SOURCE PASSAGE:
::::

Sally Henshaw, the current secretary of the Richard III Society retold the amazing story behind the discovery of Richard III’s remains beneath a council car park in Leicester. For hundreds of years, the exact whereabouts of his grave thwarted academics however, extensive research and the use of cutting-edge technology eventually led a very loyal band of enthusiasts headed up by Philippa Langley to locate his lost burial site.

When Richard was born in Fotheringhay Castle on 2 October 1452, the Wars of the Roses between the Houses of York and Lancaster was ongoing as both families laid claim to the throne. Richard’s eventual coronation occurred under a cloud of controversy and was challenged by Henry Tudor who was leader of the Lancastrian cause. While based in Leicester, Richard met Henry at the Battle of Bosworth Field on 22 August 1485 however, despite being a seasoned combatant and with the larger army, Richard was eventually defeated and killed. His naked body was slung over a horse and brought back to Leicester where it was publicly displayed for two days before being given to a group of Franciscan friars for burial. An account in the financial records of Henry VII reveal that he set money aside to pay for an alabaster tomb to be built over Richard’s grave in the Choir of Greyfriars church but, with the dissolution of the monasteries, the building had disappeared along with any clear record of Richard’s grave.

Conflicting reports of his whereabouts continued to circulate including one which declared that Richard’s bones had been tipped into the local river however, in 2011, the council car park was officially identified as the most likely location and in 2012 the area was excavated. As the dig progressed, remnants of stone walls, stained glass and tiles were found thus confirming that they were most likely from a high status building so things were looking positive; then a male skeleton was found. Not only was it correctly orientated east/west, with its head facing the high altar and the hands crossed over the pelvic region but, most importantly, there were clear signs of severe scoliosis of the spine. Unusually however, the grave was not big enough for the body which suggested that it had been dug in haste and without pomp as there was no sign of a coffin or shroud.

::::

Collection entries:
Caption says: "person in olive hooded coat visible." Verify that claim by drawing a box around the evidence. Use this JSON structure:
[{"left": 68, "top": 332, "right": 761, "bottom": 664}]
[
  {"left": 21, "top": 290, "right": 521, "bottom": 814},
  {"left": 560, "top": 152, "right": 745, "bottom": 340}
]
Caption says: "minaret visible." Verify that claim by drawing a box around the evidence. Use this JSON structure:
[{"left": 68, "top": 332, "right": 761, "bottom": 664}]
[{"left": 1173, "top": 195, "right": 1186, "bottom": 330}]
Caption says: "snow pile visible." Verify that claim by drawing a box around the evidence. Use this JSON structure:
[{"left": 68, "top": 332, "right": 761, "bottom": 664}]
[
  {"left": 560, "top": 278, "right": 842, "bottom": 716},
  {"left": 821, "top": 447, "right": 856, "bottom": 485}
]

::::

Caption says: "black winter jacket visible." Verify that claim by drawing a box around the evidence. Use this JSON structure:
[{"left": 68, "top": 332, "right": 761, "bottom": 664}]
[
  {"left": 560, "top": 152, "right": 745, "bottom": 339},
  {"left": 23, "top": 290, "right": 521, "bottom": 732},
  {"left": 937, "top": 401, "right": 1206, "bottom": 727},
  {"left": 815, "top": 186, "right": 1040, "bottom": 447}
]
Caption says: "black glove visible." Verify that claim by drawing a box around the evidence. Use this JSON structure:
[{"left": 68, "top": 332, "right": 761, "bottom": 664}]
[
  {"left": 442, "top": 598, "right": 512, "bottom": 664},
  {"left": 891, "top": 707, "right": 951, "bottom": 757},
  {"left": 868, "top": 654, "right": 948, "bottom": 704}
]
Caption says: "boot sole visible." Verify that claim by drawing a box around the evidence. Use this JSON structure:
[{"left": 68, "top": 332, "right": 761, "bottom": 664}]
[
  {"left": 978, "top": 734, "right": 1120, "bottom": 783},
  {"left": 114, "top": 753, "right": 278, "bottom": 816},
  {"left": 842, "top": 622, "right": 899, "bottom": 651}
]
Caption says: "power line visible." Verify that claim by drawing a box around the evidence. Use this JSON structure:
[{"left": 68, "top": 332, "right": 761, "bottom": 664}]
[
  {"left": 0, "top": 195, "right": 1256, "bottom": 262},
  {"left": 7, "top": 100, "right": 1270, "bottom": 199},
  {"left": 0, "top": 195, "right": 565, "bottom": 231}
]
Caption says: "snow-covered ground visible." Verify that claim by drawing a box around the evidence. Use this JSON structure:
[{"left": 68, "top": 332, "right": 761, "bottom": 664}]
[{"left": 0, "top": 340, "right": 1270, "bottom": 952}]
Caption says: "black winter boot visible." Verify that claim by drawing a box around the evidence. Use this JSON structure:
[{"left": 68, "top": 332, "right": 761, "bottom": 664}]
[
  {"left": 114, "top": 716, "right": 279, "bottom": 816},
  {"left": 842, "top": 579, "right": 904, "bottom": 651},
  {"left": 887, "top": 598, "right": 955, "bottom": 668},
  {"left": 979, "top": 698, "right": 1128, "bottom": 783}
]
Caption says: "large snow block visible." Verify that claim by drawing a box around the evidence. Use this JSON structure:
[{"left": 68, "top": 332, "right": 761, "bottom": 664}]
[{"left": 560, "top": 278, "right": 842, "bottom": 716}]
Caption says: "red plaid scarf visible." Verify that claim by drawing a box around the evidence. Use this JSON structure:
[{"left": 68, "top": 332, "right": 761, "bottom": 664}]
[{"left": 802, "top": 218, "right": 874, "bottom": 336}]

::::

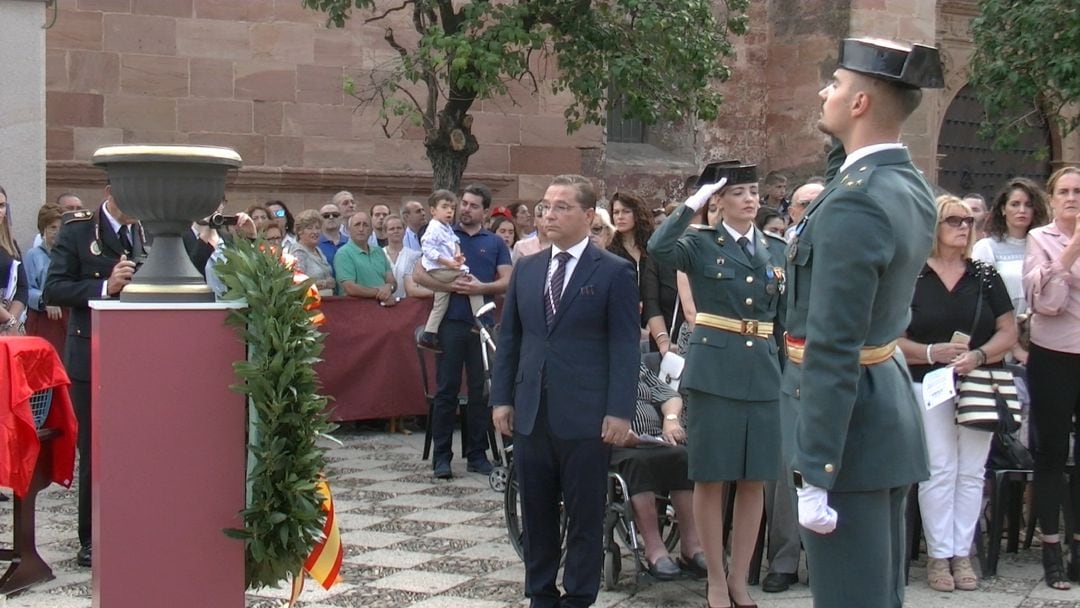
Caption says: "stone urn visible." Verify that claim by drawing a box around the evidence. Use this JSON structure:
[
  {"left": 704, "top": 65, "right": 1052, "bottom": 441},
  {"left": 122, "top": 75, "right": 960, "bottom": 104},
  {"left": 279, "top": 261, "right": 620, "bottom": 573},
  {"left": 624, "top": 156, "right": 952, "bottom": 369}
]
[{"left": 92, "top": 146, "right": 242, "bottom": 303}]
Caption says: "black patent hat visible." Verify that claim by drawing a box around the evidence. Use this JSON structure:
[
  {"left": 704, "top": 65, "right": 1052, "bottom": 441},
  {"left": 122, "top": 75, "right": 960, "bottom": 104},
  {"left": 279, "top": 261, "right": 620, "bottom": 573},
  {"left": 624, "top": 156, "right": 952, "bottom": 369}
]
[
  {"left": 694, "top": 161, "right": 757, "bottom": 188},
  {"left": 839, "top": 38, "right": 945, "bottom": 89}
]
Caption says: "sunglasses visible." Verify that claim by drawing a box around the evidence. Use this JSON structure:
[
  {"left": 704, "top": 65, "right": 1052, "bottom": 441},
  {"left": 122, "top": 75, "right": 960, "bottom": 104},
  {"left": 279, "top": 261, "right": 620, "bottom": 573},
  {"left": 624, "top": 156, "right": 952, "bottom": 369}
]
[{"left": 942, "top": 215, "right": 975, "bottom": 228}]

::::

TASK SET:
A: Output the passage on the discovery of Richard III's remains word for word, starting at "Sally Henshaw, the" and ending at "lost burial site.".
B: Carry on the passage about the discovery of Richard III's remains, picking up right after its final sentence.

YOUR WRITTEN ANSWERS:
A:
Sally Henshaw, the current secretary of the Richard III Society retold the amazing story behind the discovery of Richard III’s remains beneath a council car park in Leicester. For hundreds of years, the exact whereabouts of his grave thwarted academics however, extensive research and the use of cutting-edge technology eventually led a very loyal band of enthusiasts headed up by Philippa Langley to locate his lost burial site.

B:
Once permission to exhume the body had been given, it was rigorously examined for cause of death and identification and in 2013, the University of Leicester confirmed that the skeleton was beyond reasonable doubt that of King Richard III. This conclusion was based on mitochondrial DNA evidence, soil analysis and dental tests as well as physical characteristics of the skeleton which were highly consistent with contemporary accounts of Richard’s appearance. The bones had been carbon dated to a period from 1455-1540 and were of a man in his late 20s or early 30s. Richard was 32 when he died. His skeleton had suffered 10 injuries, including eight to the skull, two of which would have proved fatal. Taken as a whole, the skeletal evidence provided a highly convincing case for identification as Richard III.

Richard’s death ended the bloody civil war known as the Wars of the Roses; it also marked the end of the Plantagenet dynasty and the beginning of Tudor rule so, it is not surprising that the royal family which defeated him ensured he was remembered as the black-hearted villain who killed the princes in the Tower. For almost 500 years his body lay hidden until it was eventually found in an unglamorous spot near the city’s ring road.

On 25 March 2015, Richard was reburied in Leicester Cathedral. His tombstone is made from Swaledale fossil stone incised with a cross which sits on a plinth made of Kilkenny marble. His remains are contained in a lead-lined coffin inside an outer English oak coffin which is laid in a brick-lined vault below the floor under the plinth and tombstone.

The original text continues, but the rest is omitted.